• SOURCE DOCUMENT:
══════

Automobile Expenses:

Claiming the automobile deduction has been a favorite of aggressive taxpayers for years. For 2001, people are allowed to claim a deduction of $.345 per business mile driven, which includes:

  • Travel between two different workplaces.

  • Travel between a residence and a temporary workplace at which a person works on an irregular or short-term basis.

  • Travel to and from job interviews, conferences and continuing education seminars that qualify as deductible business expenses.

Since the only information needed to calculate the automobile deduction is the number of business miles driven, it's not too difficult to see why this is one of the favorite deductions for taxpayers who like to be aggressive with their deductions.

Non-Cash Contributions:

Individuals who itemize their deductions are allowed to claim a deduction for contributions they make to qualified charitable organizations. The gift can be either cash, check, or property. Gifts of property, such as clothing or automobiles, are known as "non-cash" contributions, and are deductible based on the fair market value of the donated property as of the date of the gift.

To deduct a non-cash contribution (of up to $5,000), it's up to the person who made the donation to determine fair market value. Enough said.

Per Diem Rates:

Each year, you might travel quite a bit in connection with conferences and seminars, job searches, and/or temporary job assignments. The cost of travel, lodging and 50% of the cost of meals incurred while away from home (and not reimbursed) in connection with these business trips is generally deductible.

There are two ways that you can keep track of the cost of meals and incidentals incurred while away on business. You can either keep receipts each time you eat a meal during your business trips, or you can use the per diem rates established by the IRS. Depending on the city, the per diem rate is either $46, $42, $38, or $34. A list of per diem rates by state can be found in the IRS Publication 463, Travel expenses.

Taxpayers who are aggressive with their deductions generally prefer to base their meals and entertainment deduction on the per-diem rates since the only information needed to calculate their deduction is the number of days they were away on business. And from what we've seen, these taxpayers seem to always find some business purpose for every trip that they take.

How Aggressive Are You With Your Tax Deductions?

How aggressive are you with the deductions you claim on your income tax returns each year? We've put together this five question quiz to help you perform a quick self-evaluation:

1. Did you claimed the home office deduction last year?

══════

• ENTRIES SHOWN:
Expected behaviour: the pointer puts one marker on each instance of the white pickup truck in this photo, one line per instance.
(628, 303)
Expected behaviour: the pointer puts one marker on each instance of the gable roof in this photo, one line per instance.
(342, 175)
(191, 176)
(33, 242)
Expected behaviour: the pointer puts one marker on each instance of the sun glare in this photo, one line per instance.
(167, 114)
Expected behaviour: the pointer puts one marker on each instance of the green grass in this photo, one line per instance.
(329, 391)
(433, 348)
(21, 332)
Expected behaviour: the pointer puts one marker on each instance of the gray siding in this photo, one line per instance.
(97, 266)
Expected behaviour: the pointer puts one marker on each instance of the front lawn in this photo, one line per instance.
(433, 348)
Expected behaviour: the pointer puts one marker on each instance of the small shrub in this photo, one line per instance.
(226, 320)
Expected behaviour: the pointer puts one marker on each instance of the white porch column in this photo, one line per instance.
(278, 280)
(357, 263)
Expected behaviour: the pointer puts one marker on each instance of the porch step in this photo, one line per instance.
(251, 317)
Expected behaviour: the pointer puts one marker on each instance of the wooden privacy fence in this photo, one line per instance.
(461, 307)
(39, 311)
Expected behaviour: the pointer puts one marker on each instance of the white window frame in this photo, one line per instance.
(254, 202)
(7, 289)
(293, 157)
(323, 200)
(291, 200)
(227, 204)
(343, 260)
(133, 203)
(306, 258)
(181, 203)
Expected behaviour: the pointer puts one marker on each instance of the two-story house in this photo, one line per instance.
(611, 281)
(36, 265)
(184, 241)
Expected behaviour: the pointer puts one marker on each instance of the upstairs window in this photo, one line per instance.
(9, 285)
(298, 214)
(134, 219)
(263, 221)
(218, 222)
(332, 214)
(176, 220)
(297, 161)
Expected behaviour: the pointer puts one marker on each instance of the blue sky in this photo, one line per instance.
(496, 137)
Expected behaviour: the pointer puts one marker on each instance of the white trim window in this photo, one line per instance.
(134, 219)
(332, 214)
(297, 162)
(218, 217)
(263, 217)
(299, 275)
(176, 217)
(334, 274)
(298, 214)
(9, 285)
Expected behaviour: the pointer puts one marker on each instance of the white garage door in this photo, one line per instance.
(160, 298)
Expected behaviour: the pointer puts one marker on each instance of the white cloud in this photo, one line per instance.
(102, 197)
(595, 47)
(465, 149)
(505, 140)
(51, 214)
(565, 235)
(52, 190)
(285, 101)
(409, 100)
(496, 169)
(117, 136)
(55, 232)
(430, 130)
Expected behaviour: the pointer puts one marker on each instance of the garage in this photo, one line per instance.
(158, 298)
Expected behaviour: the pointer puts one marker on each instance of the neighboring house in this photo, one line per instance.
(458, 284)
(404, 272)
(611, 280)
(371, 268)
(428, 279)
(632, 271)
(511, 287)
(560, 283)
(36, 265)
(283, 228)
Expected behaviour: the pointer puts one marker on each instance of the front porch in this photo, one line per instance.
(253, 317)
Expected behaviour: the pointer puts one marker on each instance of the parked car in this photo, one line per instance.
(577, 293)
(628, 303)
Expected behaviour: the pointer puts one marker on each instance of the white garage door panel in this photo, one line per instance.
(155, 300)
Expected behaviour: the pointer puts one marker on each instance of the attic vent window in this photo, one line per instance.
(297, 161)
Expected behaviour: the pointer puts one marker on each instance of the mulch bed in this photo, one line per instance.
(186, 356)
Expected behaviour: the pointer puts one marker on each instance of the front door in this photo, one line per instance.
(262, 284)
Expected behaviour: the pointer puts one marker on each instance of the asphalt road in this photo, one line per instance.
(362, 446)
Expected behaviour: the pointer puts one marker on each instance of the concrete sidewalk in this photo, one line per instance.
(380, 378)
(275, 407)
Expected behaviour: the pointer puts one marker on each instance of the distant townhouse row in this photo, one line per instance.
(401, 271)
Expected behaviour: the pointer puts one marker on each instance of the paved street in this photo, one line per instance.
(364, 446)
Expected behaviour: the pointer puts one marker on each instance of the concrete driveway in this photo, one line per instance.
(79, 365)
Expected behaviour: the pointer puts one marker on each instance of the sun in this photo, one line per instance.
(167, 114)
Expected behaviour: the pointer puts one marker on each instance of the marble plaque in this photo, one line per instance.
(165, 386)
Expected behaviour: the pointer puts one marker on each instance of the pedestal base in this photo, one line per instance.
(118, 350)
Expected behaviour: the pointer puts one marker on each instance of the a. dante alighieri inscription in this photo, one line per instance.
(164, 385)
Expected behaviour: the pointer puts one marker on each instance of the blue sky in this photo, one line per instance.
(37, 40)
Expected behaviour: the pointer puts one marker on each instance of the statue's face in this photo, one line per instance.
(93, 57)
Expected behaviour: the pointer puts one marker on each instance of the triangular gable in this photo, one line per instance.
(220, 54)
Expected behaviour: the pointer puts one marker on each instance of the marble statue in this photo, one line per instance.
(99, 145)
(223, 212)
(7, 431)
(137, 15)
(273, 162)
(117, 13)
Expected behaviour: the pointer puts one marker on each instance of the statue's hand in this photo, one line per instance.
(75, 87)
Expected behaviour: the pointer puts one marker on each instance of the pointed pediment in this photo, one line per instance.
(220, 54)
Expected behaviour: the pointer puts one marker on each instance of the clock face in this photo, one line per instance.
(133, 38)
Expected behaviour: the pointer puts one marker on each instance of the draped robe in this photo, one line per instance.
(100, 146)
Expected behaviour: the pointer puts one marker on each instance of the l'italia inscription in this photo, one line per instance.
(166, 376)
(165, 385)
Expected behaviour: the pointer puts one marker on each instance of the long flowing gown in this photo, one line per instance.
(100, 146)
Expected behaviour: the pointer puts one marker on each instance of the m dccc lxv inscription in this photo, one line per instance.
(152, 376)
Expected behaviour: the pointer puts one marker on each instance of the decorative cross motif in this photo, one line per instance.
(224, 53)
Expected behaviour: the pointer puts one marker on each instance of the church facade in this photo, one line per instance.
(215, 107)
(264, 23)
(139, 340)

══════

• TASKS TO PERFORM:
- 1) Copy the tax deductions article from "Claiming the automobile" to "or short-term basis.".
- 2) Answer these questions using the tax deductions article:
(a) What deduction per business mile is allowed for 2001?
(b) Up to what amount is the donor the one to determine the fair market value of a non-cash contribution?
(c) Which IRS publication lists per diem rates by state?
- 3) Pick up the tax deductions article from where it stops.
The lines are separate from the tax deductions article and stand on their own.

• PER-TASK ANSWERS:
- 1)
Claiming the automobile deduction has been a favorite of aggressive taxpayers for years. For 2001, people are allowed to claim a deduction of $.345 per business mile driven, which includes:

  • Travel between two different workplaces.

  • Travel between a residence and a temporary workplace at which a person works on an irregular or short-term basis.

- 2)
(a) $.345
(b) $5,000
(c) IRS Publication 463, Travel expenses

- 3)
  • Yes, I claimed more than 20% of my residence as a home office (+ 2 points)

  • Yes, but less than 20% of my residence qualifies as a home office (+1 point)
  • I either wasn't eligible to claim the home office last year, or own my home and decided not to claim the home office (0 points)
  • I don't own my home, and have a home office, but didn't want to raise any red flags so didn't bother claiming the home office deduction (- 2 points)

2. Have you ever deducted for a temporary job assignment?

  • Yes, and if I remember correctly, the deduction was huge (+ 2 points)

  • Yes, but I only deducted my travel expenses, and didn't deduct for my lodging or my food because the deduction seemed excessive (+ 1 point)
  • I never had a temporary job assignment (0 points)
  • I was eligible, but didn't want to raise any red flags (- 2 points)

3. Do you claim a deduction for you automobile expenses each year?

  • Each year, I deduct at least 75% of my car's mileage as a business expense (+ 2 points)

  • Each year, I keep a very accurate log, and only deduct the automobile mileage that I'm eligible to claim (1 point)
  • I never use a car in connection with my work (0 points)
  • I could claim some of my mileage as business miles, but don't want to raise a red flag (- 2 points)

4. Did you claim any non-cash contributions last year?

  • Yes, and the deduction I claimed was more than $500 (+ 2 points)

  • Yes, but I kept the deduction to less than $500 because I didn't want to attach the non-cash contributions form (+ 1 point)
  • I didn't make any non-cash contributions last year (0 points)
  • No, even though I gave away lots of stuff, I didn't bother to get any receipts and don't want to raise any red flags (- 2 points)

5. Did you do much business travel last year that wasn't reimbursed?

  • If I get on a plane, it's a business trip, no matter what (+ 2 points)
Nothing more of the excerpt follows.